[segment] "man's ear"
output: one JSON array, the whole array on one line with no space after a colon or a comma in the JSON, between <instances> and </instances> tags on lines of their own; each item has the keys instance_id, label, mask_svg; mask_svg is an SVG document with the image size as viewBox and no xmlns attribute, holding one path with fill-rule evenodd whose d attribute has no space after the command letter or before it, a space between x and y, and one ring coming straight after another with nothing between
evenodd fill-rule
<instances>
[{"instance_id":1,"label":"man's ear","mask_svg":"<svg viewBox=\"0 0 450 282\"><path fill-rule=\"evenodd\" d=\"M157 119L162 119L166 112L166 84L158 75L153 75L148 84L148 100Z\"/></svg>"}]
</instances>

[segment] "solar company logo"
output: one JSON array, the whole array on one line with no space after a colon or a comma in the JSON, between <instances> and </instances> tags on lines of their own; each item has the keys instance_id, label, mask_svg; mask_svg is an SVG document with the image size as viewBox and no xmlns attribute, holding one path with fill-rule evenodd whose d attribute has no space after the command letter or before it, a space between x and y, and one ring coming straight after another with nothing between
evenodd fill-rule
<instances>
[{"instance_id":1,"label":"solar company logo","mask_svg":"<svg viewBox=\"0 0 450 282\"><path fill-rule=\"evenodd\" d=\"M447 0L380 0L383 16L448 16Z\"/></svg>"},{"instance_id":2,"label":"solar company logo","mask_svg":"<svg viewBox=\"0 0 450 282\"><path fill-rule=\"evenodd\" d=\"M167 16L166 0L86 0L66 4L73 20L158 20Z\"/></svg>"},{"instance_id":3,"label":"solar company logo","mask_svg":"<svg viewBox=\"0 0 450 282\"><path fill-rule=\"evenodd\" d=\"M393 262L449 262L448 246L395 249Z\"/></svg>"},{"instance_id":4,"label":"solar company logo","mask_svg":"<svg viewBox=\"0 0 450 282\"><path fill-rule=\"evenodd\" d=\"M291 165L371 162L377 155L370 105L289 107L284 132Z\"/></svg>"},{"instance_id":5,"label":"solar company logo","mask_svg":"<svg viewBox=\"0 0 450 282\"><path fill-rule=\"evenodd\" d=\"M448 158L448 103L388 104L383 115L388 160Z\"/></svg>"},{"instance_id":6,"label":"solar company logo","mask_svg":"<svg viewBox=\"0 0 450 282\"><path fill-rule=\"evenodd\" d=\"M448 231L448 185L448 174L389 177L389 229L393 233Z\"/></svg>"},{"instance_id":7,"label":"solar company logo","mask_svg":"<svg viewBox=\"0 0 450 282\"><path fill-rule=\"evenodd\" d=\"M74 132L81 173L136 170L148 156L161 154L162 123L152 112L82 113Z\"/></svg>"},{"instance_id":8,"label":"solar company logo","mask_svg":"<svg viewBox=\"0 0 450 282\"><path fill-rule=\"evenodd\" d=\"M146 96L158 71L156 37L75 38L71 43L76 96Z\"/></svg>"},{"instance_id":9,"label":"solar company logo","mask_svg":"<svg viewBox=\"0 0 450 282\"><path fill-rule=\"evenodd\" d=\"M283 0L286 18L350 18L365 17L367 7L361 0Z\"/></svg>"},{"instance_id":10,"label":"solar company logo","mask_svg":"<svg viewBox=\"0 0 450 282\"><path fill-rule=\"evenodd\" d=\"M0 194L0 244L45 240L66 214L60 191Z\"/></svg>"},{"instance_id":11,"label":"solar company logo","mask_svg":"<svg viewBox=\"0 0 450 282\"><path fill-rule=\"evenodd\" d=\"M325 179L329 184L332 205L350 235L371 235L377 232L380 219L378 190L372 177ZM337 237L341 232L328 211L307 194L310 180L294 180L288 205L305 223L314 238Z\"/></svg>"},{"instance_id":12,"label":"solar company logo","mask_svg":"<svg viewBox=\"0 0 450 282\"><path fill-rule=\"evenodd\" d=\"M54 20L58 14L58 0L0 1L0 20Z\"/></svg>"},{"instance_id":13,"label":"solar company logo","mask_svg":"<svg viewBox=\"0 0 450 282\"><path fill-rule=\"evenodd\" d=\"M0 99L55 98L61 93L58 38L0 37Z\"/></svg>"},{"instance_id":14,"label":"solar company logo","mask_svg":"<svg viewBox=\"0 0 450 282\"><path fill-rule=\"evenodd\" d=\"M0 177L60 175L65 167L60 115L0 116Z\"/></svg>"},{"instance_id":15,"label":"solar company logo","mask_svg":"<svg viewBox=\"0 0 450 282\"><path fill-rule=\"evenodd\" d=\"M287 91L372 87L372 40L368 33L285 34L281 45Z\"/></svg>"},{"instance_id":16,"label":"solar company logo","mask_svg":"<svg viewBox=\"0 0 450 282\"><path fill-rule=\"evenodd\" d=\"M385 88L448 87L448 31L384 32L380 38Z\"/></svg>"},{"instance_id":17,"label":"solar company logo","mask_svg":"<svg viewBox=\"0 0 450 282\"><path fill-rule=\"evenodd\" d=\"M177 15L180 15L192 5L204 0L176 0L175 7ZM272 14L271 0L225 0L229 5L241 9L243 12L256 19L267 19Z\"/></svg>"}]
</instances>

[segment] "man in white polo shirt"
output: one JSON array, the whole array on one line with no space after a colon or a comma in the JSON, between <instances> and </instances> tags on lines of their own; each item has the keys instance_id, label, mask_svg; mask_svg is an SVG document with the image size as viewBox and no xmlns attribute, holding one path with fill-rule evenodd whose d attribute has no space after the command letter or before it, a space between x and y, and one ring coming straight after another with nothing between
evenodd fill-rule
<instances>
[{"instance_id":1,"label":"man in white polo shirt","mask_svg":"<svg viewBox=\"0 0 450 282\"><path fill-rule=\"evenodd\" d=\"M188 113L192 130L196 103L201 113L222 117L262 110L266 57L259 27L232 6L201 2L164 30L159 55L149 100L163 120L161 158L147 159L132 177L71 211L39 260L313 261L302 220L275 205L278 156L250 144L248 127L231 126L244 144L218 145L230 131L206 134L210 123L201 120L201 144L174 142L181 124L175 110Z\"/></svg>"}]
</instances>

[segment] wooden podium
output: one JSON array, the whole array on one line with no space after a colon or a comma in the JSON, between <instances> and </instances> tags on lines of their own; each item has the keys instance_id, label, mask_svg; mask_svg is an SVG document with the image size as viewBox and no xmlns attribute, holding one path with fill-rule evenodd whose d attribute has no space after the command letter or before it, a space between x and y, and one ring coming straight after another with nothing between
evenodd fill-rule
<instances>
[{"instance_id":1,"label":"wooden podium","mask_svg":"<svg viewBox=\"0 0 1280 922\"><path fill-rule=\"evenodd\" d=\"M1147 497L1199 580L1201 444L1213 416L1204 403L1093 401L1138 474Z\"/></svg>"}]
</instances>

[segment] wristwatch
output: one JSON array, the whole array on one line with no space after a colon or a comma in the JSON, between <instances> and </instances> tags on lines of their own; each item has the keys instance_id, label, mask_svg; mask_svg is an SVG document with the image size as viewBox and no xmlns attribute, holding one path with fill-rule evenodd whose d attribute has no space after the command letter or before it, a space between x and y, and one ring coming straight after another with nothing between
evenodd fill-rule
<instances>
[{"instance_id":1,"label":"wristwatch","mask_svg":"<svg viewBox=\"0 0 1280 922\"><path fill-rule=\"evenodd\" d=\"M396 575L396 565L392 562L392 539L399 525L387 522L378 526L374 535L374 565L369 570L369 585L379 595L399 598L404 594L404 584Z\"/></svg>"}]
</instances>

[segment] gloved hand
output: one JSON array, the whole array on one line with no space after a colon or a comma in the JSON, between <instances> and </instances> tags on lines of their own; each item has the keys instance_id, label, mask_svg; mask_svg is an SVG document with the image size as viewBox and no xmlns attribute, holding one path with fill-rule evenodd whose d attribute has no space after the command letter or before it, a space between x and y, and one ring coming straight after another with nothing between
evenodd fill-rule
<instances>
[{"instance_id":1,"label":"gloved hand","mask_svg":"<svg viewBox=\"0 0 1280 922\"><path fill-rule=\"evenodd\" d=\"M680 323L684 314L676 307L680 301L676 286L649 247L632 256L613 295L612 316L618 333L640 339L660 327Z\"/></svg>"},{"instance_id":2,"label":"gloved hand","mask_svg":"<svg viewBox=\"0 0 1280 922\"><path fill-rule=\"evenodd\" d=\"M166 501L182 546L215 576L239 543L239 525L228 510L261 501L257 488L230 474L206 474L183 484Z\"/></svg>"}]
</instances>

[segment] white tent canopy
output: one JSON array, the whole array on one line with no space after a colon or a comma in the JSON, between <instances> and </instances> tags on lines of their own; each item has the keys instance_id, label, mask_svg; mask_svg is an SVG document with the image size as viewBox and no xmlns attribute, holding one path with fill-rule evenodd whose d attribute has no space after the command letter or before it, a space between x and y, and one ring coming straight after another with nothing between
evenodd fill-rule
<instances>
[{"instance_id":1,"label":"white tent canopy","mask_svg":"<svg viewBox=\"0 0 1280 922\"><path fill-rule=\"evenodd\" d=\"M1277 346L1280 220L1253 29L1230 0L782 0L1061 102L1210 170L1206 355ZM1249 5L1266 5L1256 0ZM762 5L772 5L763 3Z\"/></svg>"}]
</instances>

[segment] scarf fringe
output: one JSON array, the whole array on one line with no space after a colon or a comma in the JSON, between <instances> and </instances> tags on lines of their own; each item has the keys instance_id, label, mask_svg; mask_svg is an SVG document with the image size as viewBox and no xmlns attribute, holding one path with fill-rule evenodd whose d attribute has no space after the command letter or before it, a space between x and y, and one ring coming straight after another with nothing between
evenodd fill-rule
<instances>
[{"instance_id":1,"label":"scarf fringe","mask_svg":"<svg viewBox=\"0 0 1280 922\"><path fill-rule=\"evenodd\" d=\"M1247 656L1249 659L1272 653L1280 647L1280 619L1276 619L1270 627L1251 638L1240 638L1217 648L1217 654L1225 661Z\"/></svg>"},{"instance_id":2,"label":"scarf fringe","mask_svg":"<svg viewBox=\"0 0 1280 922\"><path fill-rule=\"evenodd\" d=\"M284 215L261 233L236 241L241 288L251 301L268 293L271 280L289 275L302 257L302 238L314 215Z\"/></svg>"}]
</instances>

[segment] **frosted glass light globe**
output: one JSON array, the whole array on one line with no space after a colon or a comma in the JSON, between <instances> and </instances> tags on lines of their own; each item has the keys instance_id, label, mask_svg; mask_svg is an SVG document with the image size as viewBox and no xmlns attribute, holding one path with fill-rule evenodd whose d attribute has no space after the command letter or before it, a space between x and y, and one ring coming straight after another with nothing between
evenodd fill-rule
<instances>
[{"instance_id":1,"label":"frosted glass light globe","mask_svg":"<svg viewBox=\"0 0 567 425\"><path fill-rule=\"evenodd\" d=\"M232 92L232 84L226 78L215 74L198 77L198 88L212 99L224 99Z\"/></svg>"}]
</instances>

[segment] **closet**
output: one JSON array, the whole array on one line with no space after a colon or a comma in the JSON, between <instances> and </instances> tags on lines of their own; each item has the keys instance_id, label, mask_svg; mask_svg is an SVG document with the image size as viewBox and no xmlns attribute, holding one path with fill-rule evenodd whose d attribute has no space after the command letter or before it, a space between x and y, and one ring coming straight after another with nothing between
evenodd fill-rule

### Exercise directions
Rewrite the stretch from the line containing "[segment] **frosted glass light globe**" through the end of the records, swapping "closet" for "wardrobe" and leaving all else the same.

### Finished answer
[segment] **frosted glass light globe**
output: one JSON array, the whole array on one line with no space after a colon or a comma in the JSON, between <instances> and </instances> tags on lines of their own; each item has the keys instance_id, label, mask_svg; mask_svg is an SVG document with the image size as viewBox and no xmlns attribute, holding one path with fill-rule evenodd whose d attribute has no space after the command letter or before it, a space between x and y, and one ring coming straight after another with nothing between
evenodd fill-rule
<instances>
[{"instance_id":1,"label":"frosted glass light globe","mask_svg":"<svg viewBox=\"0 0 567 425\"><path fill-rule=\"evenodd\" d=\"M232 92L232 84L226 78L215 74L198 77L198 88L212 99L224 99Z\"/></svg>"}]
</instances>

[segment] **wardrobe**
output: one JSON array, the whole array on one line with no space after a colon or a comma in the JSON, between <instances> and </instances> tags on lines of their own; each item has the keys instance_id, label, mask_svg; mask_svg is an SVG document with the image size as viewBox and no xmlns attribute, holding one path with fill-rule evenodd whose d attribute has no space after the command letter or before it, a space between x and y, and one ring coming straight after another with nothing between
evenodd fill-rule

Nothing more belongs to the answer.